Report each line of the data below in which "station" appears.
::: DATA UNDER STUDY
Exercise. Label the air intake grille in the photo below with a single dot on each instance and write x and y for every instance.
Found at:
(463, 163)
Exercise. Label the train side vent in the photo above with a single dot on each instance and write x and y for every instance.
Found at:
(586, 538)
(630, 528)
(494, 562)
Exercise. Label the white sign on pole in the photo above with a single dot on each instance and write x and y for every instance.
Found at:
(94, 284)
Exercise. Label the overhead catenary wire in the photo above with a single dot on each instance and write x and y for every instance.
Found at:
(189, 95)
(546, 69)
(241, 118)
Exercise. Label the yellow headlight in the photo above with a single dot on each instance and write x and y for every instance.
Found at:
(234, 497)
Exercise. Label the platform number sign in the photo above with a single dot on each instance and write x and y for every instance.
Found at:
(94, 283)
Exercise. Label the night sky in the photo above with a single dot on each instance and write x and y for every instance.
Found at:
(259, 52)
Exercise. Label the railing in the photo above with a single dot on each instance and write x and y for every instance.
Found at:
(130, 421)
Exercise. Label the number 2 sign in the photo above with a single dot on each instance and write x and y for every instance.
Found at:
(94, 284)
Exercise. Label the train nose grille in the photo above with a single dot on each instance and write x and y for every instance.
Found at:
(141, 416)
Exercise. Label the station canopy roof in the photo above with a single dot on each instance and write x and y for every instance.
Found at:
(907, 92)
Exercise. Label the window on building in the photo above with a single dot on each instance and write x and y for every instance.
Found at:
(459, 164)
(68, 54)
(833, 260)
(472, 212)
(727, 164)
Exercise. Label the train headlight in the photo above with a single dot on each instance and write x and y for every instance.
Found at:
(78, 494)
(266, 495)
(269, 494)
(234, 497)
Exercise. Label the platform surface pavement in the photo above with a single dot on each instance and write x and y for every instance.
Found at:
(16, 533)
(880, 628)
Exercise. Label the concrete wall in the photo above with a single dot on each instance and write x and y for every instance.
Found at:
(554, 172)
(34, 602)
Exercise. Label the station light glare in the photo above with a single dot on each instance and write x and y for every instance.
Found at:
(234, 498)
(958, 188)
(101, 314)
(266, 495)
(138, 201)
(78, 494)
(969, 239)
::::::
* [ANSWER TO THIS PROBLEM]:
Exercise. Label the station canopy roof in the photo above with a single dot on each instance and write x and y for every instance.
Exercise. Label the station light glare in the photo above with a single dot on each instance and write x and y for every instance.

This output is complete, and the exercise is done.